Description of the task :: Set down each record below exactly as it stands. Pictures are not part of the copy.

╭─ Data shown

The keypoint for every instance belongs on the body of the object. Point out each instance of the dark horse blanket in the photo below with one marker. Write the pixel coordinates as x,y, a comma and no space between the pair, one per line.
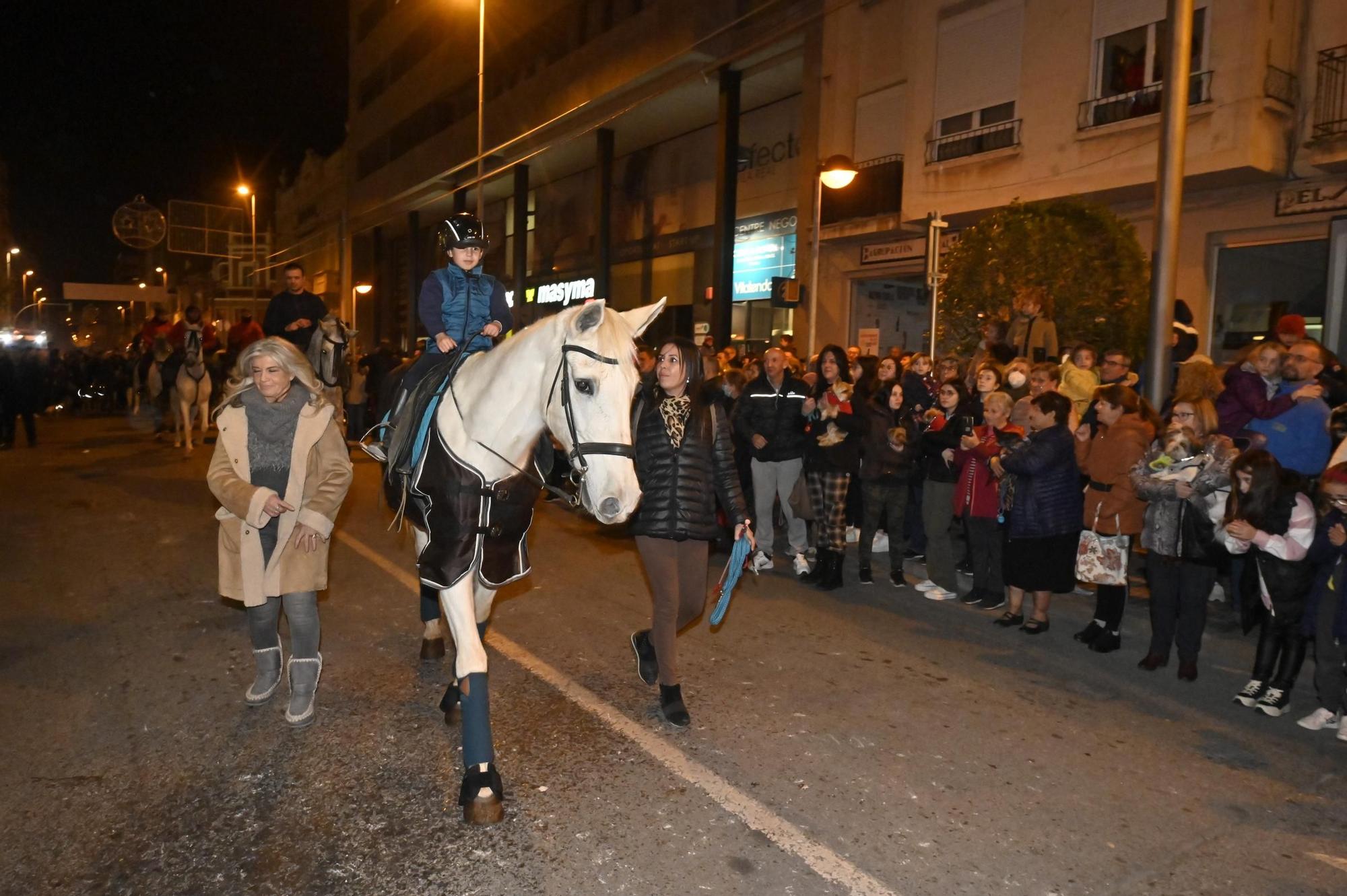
468,520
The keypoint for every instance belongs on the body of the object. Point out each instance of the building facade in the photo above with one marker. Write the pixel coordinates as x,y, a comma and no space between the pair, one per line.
995,101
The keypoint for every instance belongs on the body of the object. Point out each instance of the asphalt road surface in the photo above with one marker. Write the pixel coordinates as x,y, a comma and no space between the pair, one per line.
859,742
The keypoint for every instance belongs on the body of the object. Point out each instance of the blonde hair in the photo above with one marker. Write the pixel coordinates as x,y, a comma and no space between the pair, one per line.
1001,399
286,355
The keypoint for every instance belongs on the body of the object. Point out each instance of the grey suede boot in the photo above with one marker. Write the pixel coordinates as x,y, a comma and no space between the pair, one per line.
304,689
269,676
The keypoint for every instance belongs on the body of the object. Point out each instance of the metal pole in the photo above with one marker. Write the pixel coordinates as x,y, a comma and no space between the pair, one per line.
253,217
934,226
814,261
482,96
1164,260
727,206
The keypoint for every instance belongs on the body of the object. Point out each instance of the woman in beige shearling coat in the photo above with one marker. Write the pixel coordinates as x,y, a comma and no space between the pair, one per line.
281,471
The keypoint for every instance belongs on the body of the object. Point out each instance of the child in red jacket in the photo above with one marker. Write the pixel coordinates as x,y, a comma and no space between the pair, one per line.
977,498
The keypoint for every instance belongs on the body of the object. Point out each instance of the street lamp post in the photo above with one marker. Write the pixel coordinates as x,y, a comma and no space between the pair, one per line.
834,174
356,292
244,190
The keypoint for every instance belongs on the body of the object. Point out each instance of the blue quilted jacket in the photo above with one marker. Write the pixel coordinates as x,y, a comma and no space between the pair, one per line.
1047,489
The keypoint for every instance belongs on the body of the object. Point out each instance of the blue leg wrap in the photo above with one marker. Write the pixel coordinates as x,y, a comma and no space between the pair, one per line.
478,722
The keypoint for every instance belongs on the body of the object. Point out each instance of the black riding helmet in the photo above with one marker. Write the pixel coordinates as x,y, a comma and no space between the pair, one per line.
460,232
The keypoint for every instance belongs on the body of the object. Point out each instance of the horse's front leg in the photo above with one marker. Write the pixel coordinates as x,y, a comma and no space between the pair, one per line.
480,794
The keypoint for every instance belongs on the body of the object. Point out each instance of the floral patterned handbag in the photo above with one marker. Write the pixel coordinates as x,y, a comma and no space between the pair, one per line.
1103,560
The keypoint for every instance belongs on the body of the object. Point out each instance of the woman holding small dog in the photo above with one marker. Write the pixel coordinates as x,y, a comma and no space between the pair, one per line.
833,450
949,421
1183,478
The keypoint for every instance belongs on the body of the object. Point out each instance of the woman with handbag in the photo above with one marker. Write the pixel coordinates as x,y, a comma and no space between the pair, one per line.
1042,499
685,462
1272,522
1183,478
1113,513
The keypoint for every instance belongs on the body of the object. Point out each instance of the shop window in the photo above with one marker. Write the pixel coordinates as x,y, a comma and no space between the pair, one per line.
1259,284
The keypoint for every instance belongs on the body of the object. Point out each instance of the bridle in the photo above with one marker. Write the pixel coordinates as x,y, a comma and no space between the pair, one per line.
579,448
341,346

╰─

Your solution ::
The keypoint for every instance belongs on the body of the object. Point out each instance of the dark horse blanket in the photo below with one marker. Write the pixel coordinates as x,y, a comma and no space between the pair, one per line.
468,520
The keypoint for every instance belongs on the body of the object. Point out each instance of the building facade in the photo above with one marker. Write the pixel coordinates as x,y, a comma and no space between the pair, one per line.
995,101
The keypoint for every instance belongs on the body of the object. Point out each instance of the asphalt road surface in the photo above with one marker. Write the pixel coordinates as x,y, a comma and no space between the pair, one per line.
859,742
The keypoint for every instance belongs on the body of the object. Point out each instance of the blonde hair in the photo above with one marker. Write the pixel coordinates as x,y, a comma and no space between the pair, one per line.
1001,399
286,355
The keypoint for every instance belongs on the body of the object. Point out each instance of the grey suede boot in the photo above with one marker. Write the pixel coordinates as x,y, a comma and no space between the pair, one per line.
304,689
269,676
The keypoint for every instance belongs on the body of the object. Point out each instance of the metal pole in the photo above with one marker. Write the pixel coordinates as x,y, a comma and no space between the pair, one per line.
253,217
934,226
814,261
482,96
1164,260
727,206
The keypoint for every instance belongs on the body of the object. Point out each instance of the woman in beige shearling coat in the photo above with one marker. Write the pixel coordinates as x,y, a comma and no space between the pair, one per line.
281,471
The keypoint for every instance belongs on the body of the object. Point out each instance of the child in red jacket in the photo above with one marker. Write the pixel coordinates as x,y, a comma and no space between the pair, one per line.
977,498
The keypoint for every instance belongs on the body of the object. Point out each instance of the street lamp post in the photo above with one marker. Write the pixel coordinates as x,y, a comma and no space between the pair, one per line.
834,174
356,292
244,190
The keypoint for every instance belongs on the body of the object. Point out each instance of the blue quilted jacket in the photo above with one marker. Write the pixel coordinates as x,y, a comma and no space between the pair, one per line.
1047,489
The keypoint for every instance belongs on the body of the object. Point out each instance of the blue leg wrap in the photo above with one marker. Write the pixel coordinates as x,y, a comma and no space between the pair, one per line.
478,722
The keypoint for every instance belongs on the body of the object. Point out each instance of the black riding helmet in the photo above with one marker. Write the pixel coordinates as x,y, a comma and no space between the pair, one per line.
460,232
The keypoint for every instance belongs on the body of the object. Point out each instance of the horse's front leg in the photo above with one marker. Write the pixel coordinates as x,y, a comma and no space between the pair, one per line.
480,794
The keypoint for every instance belongs on the body of the object. Point out each instance of the floral patterned handbag in the photo above with one marker. Write the pixel coordinates as x,y, a comma and no space between the pair, one per line.
1103,560
The keypoint for every instance belongs on the body of the object. Point out each instance of the woman holding small dog in the photo above with one marker. Write the pixel coordinates as x,y, a comma and no space between the pair, one per line.
833,450
949,421
1183,478
The keypoint for every instance belongs on the body of the object. Point out each instance of the woman with handbag in the photo above with one marker. Write the pixel coordinates as x,y, a comma and no space between the pair, one per line.
1042,499
685,462
1272,522
1183,478
1113,513
The keypoint for every instance belongs on the body of the object. Point out each instance of the shop window in the photo above with one marker. Write the pixel coordinates as x,y, a comma and no space between the pair, one per line.
1259,284
The keypoint for every instance belongs on the body of the object. Point out each instance of the bridle in the photo above with one marker. Write the pixel coordinates as x,y, a comma and no space between the pair, one per line.
579,448
341,346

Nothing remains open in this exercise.